(Saved entries)
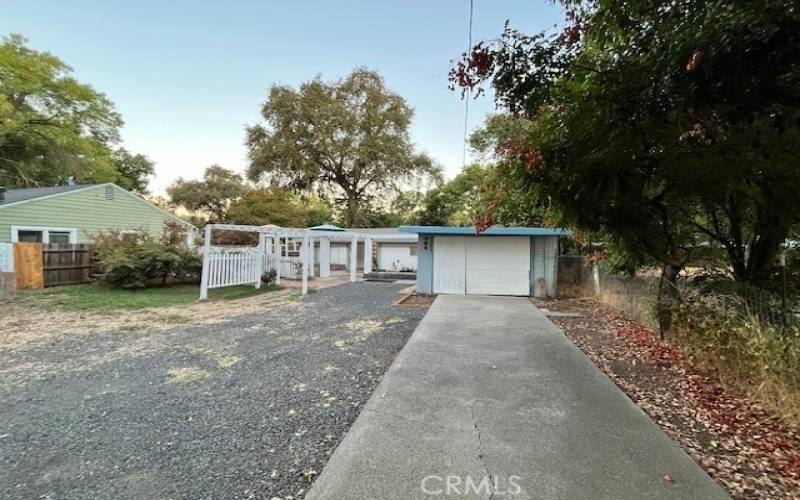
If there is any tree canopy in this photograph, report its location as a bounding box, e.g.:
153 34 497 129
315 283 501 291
246 68 439 226
418 163 549 226
225 186 331 227
451 0 800 286
0 35 158 193
167 165 246 223
111 148 155 194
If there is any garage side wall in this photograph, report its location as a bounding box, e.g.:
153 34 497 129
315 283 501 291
417 234 435 293
531 236 558 297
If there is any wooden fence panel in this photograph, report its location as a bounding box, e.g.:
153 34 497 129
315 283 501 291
14 243 44 290
0 243 14 273
42 244 94 287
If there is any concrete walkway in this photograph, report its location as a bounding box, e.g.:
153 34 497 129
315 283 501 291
306 296 727 500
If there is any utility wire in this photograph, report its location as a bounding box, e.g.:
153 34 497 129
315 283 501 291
461 0 475 168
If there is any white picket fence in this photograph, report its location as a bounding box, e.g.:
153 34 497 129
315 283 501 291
208 247 271 288
203 246 310 289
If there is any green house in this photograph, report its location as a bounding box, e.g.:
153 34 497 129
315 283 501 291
0 182 195 244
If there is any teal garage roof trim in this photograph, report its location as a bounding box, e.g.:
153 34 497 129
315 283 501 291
400 226 572 236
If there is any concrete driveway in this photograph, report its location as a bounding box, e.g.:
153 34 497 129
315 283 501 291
307 296 727 500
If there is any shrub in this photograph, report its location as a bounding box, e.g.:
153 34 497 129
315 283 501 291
261 269 278 287
94 225 202 288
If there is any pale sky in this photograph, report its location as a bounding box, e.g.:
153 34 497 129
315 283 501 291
0 0 562 194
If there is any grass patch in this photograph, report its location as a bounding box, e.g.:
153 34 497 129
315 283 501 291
161 314 192 325
21 283 282 312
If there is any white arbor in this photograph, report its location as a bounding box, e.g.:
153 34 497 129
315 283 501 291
200 224 362 300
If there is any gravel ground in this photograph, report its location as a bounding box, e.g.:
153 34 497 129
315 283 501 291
0 282 425 498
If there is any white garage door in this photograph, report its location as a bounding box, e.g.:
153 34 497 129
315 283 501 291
433 236 530 295
433 236 467 295
466 236 531 295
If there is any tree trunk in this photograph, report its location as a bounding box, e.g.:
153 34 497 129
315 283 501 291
345 192 358 227
658 264 682 340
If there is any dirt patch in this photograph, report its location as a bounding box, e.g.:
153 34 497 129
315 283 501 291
545 299 800 499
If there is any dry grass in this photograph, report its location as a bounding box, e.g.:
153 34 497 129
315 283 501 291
0 289 298 352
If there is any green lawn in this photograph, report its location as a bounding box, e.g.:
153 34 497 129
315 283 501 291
20 284 282 313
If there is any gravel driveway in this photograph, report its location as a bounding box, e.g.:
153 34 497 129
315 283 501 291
0 282 425 498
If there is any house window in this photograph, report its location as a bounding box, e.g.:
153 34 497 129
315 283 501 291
48 231 70 245
17 231 44 243
11 226 78 245
283 240 303 257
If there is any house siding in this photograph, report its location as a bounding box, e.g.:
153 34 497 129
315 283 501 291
531 236 558 297
417 234 436 293
0 184 190 243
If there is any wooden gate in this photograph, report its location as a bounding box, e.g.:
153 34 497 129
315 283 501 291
42 244 94 286
14 243 44 290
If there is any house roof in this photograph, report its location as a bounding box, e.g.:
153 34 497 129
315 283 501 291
347 227 400 234
0 182 195 228
309 224 344 231
0 184 99 206
400 226 572 236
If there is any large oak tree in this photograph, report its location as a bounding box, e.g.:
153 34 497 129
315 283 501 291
247 68 439 226
451 0 800 290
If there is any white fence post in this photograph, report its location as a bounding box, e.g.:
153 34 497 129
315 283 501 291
272 234 282 285
319 238 331 278
308 238 315 278
256 233 267 288
200 224 211 300
364 238 372 274
350 235 358 283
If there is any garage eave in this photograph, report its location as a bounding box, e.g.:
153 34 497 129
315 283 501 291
399 226 572 236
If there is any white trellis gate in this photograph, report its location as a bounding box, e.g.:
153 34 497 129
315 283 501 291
200 224 360 300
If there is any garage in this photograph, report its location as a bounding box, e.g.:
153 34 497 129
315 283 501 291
400 226 568 297
433 236 531 295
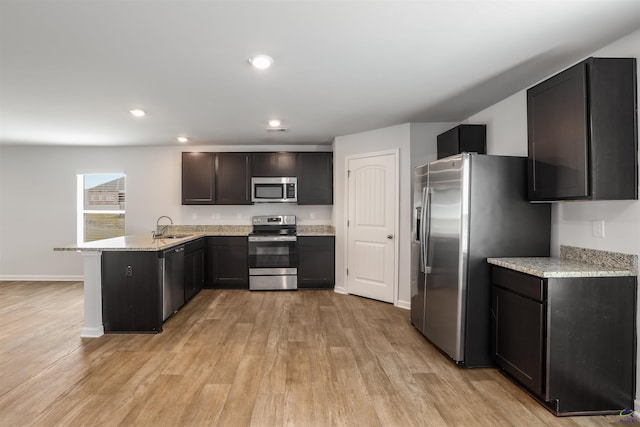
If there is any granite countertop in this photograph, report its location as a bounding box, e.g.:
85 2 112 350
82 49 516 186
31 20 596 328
53 232 205 252
487 246 638 278
296 225 336 236
53 225 335 252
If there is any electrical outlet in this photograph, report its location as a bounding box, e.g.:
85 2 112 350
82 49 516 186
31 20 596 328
591 219 604 237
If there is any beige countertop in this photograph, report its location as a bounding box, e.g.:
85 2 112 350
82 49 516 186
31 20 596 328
487 257 636 278
53 225 335 252
487 246 638 278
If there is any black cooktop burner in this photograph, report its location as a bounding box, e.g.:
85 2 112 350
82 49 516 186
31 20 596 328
251 226 296 236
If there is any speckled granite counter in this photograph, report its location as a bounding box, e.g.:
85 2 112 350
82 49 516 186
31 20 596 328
53 225 336 252
296 225 336 236
53 225 251 252
487 246 638 278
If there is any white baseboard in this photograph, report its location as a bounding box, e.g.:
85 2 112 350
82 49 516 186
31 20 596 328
333 286 348 295
0 274 84 282
395 300 411 310
80 326 104 338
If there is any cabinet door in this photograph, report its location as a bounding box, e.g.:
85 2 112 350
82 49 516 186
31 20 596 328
182 153 215 205
298 236 335 288
207 236 249 289
527 63 590 200
102 251 162 332
184 248 204 301
251 152 296 177
491 286 545 398
297 152 333 205
216 153 251 205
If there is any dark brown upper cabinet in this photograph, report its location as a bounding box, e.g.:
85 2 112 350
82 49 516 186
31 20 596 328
216 153 251 205
437 125 487 159
296 152 333 205
182 153 216 205
251 152 296 177
182 153 251 205
527 58 638 201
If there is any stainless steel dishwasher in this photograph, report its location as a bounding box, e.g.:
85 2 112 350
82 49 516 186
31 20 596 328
160 245 184 321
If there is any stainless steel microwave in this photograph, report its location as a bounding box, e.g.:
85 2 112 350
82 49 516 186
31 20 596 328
251 177 298 203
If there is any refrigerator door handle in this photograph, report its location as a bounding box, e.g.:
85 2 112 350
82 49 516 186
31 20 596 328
420 187 431 274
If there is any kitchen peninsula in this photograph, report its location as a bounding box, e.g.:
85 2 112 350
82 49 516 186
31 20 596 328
487 246 638 415
54 225 335 338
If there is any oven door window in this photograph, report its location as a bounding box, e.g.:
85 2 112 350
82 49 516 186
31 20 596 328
255 184 284 200
249 242 298 268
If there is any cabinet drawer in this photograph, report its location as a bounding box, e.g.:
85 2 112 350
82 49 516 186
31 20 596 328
491 266 546 301
207 236 248 246
184 238 204 254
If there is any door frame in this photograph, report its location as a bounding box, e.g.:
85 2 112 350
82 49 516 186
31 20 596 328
342 148 400 306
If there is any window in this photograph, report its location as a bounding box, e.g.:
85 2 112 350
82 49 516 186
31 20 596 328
77 173 125 243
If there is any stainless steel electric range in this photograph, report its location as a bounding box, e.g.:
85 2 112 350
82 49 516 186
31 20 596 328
249 215 298 290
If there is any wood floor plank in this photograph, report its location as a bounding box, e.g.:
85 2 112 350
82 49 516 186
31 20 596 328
0 281 632 427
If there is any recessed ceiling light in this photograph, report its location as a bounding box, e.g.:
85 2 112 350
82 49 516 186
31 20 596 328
129 108 147 117
249 54 273 70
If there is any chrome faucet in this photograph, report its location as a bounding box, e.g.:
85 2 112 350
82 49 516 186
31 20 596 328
152 215 173 239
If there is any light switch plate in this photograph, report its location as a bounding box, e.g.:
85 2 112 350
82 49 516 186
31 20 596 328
591 219 604 237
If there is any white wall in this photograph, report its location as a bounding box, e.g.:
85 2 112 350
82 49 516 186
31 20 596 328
465 31 640 411
0 146 332 280
334 123 451 308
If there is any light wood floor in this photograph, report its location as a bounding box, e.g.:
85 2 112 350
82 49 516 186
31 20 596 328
0 282 632 427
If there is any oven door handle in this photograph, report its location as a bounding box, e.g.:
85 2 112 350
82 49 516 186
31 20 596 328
249 236 298 242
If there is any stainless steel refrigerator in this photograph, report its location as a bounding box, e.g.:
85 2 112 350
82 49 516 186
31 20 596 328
411 153 551 367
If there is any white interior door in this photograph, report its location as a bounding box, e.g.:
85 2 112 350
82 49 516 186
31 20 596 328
347 153 398 303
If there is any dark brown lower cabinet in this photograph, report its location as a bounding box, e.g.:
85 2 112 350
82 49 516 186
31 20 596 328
491 266 637 415
206 236 249 289
298 236 335 289
102 251 162 333
184 238 205 301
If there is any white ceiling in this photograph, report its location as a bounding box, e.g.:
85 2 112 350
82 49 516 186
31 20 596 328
0 0 640 145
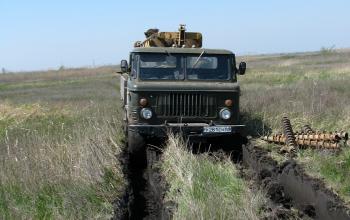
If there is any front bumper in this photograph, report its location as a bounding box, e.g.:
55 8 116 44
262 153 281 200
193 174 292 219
128 123 245 138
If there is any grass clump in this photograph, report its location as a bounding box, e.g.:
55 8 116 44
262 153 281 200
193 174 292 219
161 136 265 219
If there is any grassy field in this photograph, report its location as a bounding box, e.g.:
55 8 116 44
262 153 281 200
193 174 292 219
239 50 350 202
161 135 266 220
0 50 350 219
0 67 125 219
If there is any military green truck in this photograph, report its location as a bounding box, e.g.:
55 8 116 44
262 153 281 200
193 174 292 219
120 25 246 154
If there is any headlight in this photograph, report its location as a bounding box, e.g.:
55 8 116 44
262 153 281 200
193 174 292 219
220 108 231 120
141 108 152 119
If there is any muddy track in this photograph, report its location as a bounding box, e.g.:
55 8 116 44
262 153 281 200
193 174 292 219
114 140 350 220
243 145 350 220
113 147 173 220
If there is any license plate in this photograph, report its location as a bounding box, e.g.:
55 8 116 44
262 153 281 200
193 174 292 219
203 126 232 133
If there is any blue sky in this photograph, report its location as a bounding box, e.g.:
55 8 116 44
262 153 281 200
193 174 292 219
0 0 350 71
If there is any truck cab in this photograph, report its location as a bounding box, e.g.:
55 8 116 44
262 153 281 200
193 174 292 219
120 24 246 153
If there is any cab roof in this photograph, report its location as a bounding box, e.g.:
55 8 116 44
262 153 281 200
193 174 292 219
132 47 233 55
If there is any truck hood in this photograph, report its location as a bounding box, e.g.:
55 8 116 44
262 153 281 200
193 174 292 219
128 81 240 92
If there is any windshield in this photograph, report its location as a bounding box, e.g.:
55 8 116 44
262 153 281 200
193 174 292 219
140 54 184 80
186 55 230 80
139 53 231 81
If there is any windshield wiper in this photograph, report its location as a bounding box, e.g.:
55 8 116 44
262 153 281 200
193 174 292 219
188 50 205 75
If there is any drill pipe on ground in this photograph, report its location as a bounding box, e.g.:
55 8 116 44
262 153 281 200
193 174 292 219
262 135 340 149
301 125 315 134
335 131 349 141
295 133 342 142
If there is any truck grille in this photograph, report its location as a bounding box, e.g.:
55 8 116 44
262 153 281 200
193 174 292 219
155 93 216 117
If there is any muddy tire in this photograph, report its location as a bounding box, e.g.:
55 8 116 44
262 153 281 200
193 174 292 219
127 130 146 155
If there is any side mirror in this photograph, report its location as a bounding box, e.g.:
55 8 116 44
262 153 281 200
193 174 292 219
120 60 129 73
238 62 247 75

## REQUIREMENT
Return the lines above, starting at the one containing "If there is any concrete driveway" and ending at the one containing "466 236 531 295", with no changes.

## SOLVED PROBLEM
If there is any concrete driveway in this photograph, report its location as a bounding box, e.g.:
153 34 497 129
315 283 501 291
307 296 727 500
If there is any shrub in this photograph, report its location as a bounding box, e.g.:
153 34 497 129
315 283 501 291
261 269 278 287
94 225 202 288
If there is any pale sky in this photograph, report its location as a bounding box, e.g.:
153 34 497 129
315 283 501 291
0 0 562 194
If there is any grass patch in this photograph, report its location as a bounding box, e.g.:
153 34 497 129
315 283 501 291
161 314 192 325
21 283 282 312
If there is any white arbor in this photograph, report its location as a bounding box, e.g.:
153 34 497 129
315 283 501 291
200 224 362 300
If there is any gravel ground in this photograph, report its location as a bounding box, e.g.:
153 34 497 129
315 283 501 291
0 282 425 498
If there is any white garage door in this photograph, report its location as a bounding box, e.g.:
153 34 497 129
315 283 501 291
433 236 530 295
433 236 467 295
466 236 531 295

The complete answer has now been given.